__Given passage__.
————————

# yardstick 1.3.1

## Bug Fixes

* Bug was fixed in `roc_curve_survival()` where wrong weights were used. (#495, @asb2111).

* Output of `roc_curve_survival()` now returns columns in same order as `roc_curve()`. (#498)

# yardstick 1.3.0

## New Metrics

* The Brier score for survival data was added with `brier_survival()`.

* The Integrated Brier score for survival data was added with `brier_survival_integrated()`.

* The Concordance index for survival data was added with `concordance_survival()`.

* Time-Dependent ROC curves estimation for right-censored data can now be
calculated with `roc_curve_survival()`.

* Time-Dependent ROC AUC estimation for right-censored data can now be
calculated with `roc_auc_survival()`.

————————

__Data listing__.
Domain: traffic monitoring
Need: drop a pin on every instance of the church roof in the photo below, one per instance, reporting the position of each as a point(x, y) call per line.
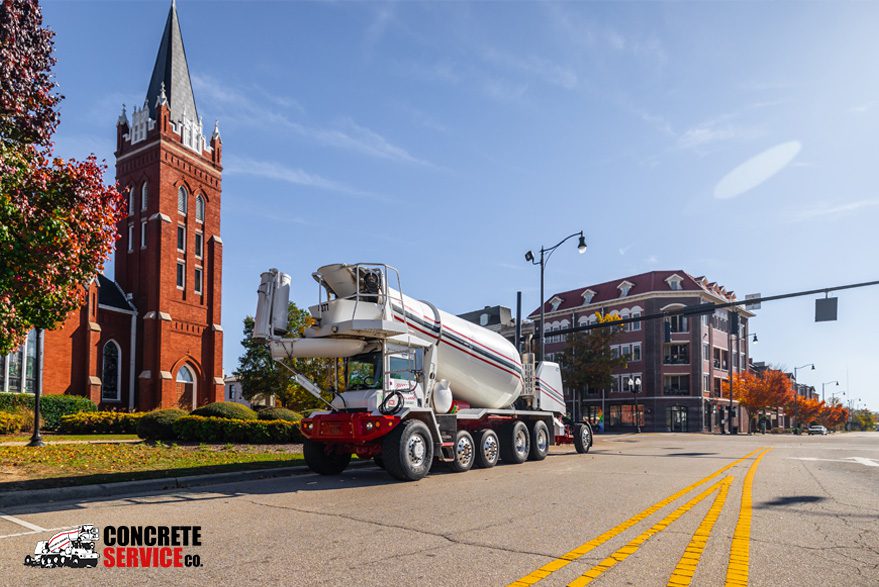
point(110, 294)
point(172, 70)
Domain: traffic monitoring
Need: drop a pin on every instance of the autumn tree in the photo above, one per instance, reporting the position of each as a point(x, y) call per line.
point(770, 390)
point(261, 376)
point(588, 361)
point(57, 218)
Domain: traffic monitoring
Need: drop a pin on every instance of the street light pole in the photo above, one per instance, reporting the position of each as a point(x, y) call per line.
point(545, 254)
point(797, 391)
point(822, 388)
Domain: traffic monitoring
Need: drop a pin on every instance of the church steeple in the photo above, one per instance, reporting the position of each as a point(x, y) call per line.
point(172, 70)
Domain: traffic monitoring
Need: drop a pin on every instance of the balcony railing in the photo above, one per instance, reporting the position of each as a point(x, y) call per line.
point(676, 390)
point(676, 360)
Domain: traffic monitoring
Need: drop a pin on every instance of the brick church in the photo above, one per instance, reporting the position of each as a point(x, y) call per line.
point(151, 338)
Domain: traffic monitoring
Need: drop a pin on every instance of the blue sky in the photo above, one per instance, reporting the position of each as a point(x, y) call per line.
point(735, 140)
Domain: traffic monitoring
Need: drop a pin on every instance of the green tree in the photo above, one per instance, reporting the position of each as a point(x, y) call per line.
point(587, 361)
point(261, 376)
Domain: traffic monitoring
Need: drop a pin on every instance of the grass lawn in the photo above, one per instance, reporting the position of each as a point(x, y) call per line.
point(50, 438)
point(62, 465)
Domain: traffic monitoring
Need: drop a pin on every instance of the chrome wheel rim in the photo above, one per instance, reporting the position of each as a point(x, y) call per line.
point(490, 448)
point(464, 451)
point(542, 441)
point(521, 441)
point(416, 449)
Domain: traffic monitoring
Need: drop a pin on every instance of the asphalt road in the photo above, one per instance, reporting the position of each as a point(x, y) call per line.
point(638, 510)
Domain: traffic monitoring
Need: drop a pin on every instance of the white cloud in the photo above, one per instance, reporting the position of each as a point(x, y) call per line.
point(714, 132)
point(830, 210)
point(293, 175)
point(756, 170)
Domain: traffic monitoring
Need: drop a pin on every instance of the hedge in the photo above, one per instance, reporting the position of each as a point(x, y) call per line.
point(225, 410)
point(279, 414)
point(52, 407)
point(220, 430)
point(100, 423)
point(159, 424)
point(11, 423)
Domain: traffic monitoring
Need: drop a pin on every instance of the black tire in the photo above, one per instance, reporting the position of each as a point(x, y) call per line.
point(539, 441)
point(487, 448)
point(465, 452)
point(408, 451)
point(515, 443)
point(321, 459)
point(582, 438)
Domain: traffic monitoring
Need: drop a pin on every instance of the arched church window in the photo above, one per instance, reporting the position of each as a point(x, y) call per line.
point(111, 374)
point(182, 196)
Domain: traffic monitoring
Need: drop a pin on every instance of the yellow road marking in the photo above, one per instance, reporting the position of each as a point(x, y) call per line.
point(567, 558)
point(740, 552)
point(682, 576)
point(632, 547)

————————

__What to work on__.
1. From the yardstick changelog, list every function named under the "New Metrics" heading for version 1.3.0.
2. Pick up the yardstick changelog after its last line and write the next part.

__Expected responses__.
1.
- `brier_survival()`
- `brier_survival_integrated()`
- `concordance_survival()`
- `roc_curve_survival()`
- `roc_auc_survival()`

2.
## Improvements

* `demographic_parity()`, `equalized_odds()`, and `equal_opportunity()` are new metrics for measuring model fairness. Each is implemented with the `new_groupwise_metric()` constructor, a general interface for defining group-aware metrics that allows for quickly and flexibly defining fairness metrics with the problem context in mind.

* `metric_set()` can now be used with a combination of dynamic and static survival metrics.

* Added a print method for metrics and metric sets (#435).

* All warnings and errors have been updated to use the cli package for increased clarity and consistency. (#456, #457, #458)

* `brier_survival_integrated()` now throws an error if input data only includes 1 evalution time point. (#460)

* Clarifying documentation about how `event_level` always default to `"first`. (#432)

## Bug Fixes

* Metrics now throw more informative error if `estimate` argument is wrongly used. (#443)

## Breaking Changes

* Curve metrics now throw an informative error instead of returning `NA` when missing values are found and `na_rm = FALSE`. (#344)

# yardstick 1.2.0

## New Metrics

* The Brier score for classification was added with `brier_class()` (#139).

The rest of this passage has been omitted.